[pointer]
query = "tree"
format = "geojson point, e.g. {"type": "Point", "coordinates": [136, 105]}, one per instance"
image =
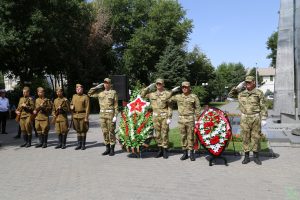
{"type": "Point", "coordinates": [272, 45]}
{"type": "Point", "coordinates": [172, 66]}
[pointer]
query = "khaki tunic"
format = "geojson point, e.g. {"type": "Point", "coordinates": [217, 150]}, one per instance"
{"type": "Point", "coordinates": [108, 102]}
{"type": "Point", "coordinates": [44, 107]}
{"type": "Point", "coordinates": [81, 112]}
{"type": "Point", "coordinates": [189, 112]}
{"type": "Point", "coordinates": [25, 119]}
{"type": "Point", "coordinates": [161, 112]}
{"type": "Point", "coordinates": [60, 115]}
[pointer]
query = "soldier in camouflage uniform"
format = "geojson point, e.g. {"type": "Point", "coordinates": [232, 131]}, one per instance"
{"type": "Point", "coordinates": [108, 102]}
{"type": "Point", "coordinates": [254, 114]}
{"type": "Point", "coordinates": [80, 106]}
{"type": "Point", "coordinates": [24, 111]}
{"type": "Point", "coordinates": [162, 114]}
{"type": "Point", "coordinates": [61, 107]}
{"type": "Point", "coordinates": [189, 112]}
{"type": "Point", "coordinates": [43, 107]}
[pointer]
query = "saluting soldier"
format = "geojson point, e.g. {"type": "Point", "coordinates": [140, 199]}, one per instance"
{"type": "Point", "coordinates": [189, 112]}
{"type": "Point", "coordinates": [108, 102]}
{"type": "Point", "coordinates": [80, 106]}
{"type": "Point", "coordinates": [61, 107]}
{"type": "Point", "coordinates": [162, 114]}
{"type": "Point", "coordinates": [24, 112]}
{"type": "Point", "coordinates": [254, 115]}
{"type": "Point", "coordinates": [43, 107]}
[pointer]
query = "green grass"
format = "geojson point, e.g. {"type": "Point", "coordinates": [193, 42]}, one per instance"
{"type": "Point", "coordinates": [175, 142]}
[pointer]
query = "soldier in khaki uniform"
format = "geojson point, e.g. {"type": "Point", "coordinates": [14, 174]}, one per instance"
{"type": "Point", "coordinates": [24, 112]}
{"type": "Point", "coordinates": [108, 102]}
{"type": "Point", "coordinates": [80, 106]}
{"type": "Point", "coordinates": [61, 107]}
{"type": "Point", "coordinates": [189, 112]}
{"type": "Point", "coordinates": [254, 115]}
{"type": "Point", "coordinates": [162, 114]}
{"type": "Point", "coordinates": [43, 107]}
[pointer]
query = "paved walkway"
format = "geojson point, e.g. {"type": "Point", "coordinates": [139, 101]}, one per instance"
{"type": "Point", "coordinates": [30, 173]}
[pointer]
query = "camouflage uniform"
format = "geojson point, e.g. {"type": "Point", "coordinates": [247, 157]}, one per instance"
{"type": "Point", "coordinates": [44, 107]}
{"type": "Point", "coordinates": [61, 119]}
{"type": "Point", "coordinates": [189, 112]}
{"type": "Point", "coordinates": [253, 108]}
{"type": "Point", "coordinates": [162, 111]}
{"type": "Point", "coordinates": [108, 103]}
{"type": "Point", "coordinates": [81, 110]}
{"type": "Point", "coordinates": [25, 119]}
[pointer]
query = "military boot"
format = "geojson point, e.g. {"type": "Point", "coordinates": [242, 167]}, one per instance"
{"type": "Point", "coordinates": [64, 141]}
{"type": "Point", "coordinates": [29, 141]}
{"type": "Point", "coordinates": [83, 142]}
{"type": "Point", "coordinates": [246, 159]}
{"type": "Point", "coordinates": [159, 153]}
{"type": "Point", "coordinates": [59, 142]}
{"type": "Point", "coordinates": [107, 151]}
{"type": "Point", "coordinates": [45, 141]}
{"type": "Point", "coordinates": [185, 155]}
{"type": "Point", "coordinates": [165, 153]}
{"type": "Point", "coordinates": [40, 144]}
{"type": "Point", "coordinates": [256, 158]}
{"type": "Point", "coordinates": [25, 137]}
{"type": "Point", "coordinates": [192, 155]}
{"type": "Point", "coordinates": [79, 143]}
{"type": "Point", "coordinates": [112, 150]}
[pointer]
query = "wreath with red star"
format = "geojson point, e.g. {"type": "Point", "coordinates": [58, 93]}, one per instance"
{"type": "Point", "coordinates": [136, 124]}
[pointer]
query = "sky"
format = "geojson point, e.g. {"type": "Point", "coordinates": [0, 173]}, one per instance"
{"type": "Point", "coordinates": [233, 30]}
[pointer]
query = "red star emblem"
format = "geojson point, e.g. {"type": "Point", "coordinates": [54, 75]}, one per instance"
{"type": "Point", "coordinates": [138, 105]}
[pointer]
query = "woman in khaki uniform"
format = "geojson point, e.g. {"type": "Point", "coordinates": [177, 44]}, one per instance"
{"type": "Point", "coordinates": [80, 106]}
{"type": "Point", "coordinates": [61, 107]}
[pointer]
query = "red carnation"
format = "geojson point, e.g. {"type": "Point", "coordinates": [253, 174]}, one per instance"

▬▬▬

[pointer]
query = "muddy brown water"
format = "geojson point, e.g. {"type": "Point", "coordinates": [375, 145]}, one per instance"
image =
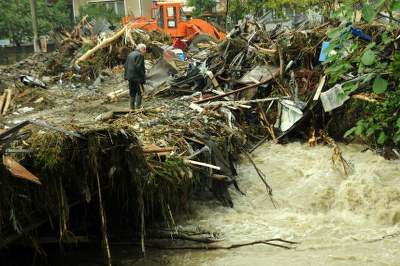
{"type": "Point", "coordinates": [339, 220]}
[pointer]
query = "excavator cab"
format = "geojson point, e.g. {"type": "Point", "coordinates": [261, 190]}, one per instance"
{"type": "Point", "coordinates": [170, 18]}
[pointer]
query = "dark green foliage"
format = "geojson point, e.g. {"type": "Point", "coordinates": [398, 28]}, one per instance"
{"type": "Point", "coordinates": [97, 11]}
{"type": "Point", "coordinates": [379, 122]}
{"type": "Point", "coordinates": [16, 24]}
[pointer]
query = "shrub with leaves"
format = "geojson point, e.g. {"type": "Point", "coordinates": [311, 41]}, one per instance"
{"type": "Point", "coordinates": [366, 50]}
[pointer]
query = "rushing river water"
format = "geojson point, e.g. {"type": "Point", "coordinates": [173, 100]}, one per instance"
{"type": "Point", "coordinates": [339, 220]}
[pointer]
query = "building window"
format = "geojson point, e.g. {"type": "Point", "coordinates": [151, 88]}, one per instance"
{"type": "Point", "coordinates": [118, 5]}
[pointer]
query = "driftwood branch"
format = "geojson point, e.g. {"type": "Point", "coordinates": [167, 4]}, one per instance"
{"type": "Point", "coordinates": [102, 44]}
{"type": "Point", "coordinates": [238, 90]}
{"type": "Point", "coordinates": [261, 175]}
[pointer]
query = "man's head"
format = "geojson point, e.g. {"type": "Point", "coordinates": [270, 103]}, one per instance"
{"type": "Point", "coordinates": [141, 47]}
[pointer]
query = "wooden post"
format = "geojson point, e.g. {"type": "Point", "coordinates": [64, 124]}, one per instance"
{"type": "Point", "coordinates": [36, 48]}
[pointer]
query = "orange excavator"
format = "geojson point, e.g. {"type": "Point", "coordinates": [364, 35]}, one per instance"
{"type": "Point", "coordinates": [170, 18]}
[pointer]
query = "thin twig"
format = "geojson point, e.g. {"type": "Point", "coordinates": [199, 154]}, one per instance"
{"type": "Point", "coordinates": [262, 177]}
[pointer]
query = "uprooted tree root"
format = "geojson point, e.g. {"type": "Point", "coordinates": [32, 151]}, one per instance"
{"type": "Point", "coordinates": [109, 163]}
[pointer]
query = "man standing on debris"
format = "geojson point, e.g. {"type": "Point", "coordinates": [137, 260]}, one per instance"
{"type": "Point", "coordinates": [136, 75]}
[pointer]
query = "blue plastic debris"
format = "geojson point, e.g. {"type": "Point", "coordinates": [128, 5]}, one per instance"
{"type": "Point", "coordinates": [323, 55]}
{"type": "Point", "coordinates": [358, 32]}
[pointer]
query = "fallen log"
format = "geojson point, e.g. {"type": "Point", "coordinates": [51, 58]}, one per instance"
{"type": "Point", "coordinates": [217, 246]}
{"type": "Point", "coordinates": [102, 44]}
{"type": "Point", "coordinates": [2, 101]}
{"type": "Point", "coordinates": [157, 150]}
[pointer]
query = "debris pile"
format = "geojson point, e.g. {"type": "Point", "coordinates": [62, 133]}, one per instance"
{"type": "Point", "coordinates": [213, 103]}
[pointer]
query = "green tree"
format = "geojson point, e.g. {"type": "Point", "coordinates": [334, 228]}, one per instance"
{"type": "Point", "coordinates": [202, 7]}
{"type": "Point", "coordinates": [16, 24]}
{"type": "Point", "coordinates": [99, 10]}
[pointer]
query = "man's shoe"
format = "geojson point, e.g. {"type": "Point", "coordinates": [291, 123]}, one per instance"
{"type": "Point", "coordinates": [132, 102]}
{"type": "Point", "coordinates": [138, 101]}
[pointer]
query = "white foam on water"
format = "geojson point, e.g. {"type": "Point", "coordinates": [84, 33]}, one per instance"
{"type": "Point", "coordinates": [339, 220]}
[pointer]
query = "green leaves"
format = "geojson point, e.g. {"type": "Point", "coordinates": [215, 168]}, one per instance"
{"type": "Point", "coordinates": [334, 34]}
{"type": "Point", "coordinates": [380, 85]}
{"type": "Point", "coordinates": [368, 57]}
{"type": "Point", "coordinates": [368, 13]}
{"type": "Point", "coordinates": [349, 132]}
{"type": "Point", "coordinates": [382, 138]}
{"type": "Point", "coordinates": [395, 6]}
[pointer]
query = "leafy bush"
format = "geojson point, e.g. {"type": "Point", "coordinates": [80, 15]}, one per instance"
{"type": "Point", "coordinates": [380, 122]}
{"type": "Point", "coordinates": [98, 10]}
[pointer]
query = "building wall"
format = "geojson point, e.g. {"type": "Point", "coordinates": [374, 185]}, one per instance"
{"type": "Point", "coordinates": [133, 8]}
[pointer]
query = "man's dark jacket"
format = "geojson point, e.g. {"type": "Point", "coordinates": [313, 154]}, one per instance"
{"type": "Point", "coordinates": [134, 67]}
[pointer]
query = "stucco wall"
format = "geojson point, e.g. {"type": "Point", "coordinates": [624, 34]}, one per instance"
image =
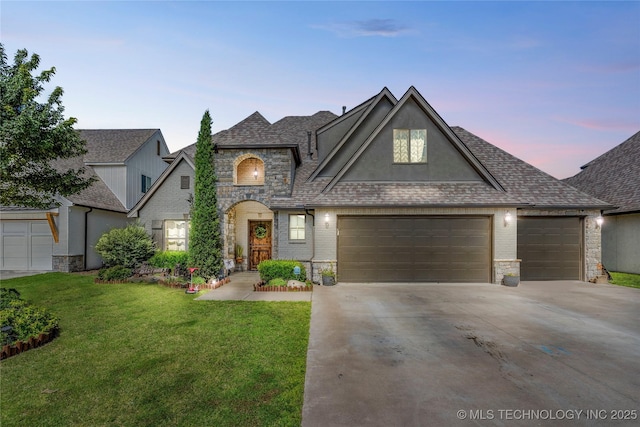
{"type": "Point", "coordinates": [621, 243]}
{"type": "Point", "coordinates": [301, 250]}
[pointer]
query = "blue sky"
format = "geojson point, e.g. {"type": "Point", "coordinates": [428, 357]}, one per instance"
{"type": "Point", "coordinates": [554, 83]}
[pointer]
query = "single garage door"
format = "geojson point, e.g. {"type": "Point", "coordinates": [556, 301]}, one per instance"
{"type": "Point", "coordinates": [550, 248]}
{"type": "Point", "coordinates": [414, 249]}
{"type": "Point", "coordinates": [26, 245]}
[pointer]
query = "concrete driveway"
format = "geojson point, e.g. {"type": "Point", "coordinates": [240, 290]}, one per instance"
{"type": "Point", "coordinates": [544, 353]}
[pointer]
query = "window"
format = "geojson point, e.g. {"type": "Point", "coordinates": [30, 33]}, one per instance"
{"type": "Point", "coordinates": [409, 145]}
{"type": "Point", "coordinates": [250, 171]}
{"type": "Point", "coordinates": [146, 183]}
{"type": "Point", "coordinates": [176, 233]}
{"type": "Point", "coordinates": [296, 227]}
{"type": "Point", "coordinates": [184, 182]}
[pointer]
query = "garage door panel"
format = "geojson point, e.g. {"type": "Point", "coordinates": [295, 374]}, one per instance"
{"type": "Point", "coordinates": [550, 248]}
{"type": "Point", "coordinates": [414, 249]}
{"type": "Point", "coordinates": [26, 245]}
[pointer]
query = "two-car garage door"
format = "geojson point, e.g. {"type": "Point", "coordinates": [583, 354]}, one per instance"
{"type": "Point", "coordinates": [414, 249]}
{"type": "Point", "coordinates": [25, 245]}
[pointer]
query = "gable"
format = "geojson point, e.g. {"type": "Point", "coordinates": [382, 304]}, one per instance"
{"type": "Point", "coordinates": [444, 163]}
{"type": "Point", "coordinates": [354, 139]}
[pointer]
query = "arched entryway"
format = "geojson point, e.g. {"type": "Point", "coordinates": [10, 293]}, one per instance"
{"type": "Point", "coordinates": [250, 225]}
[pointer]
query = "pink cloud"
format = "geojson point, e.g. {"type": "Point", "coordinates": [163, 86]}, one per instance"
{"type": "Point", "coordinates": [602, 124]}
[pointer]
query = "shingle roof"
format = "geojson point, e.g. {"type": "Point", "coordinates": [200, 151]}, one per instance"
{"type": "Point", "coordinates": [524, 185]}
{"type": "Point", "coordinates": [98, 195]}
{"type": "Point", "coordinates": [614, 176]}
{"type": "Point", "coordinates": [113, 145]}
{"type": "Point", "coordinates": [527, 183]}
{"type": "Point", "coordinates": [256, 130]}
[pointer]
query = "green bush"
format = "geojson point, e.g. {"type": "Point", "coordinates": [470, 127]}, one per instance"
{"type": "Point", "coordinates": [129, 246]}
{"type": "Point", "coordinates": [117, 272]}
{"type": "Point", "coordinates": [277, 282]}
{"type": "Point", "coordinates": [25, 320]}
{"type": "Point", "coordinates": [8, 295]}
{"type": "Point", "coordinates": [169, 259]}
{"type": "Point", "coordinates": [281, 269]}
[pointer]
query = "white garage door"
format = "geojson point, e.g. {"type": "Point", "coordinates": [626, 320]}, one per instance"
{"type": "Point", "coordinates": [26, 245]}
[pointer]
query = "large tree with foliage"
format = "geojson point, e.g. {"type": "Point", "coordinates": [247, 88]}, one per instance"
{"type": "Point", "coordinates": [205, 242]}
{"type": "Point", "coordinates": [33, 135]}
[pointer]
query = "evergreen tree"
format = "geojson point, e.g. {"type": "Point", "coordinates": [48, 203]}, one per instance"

▬▬▬

◆ **Goal of the exercise**: Return every line of the records that contains the word "garage", matching case exactly.

◆ **Solution to the problem**:
query = "single garage door"
query = "garage door panel"
query = "two-car garage door"
query = "white garage door"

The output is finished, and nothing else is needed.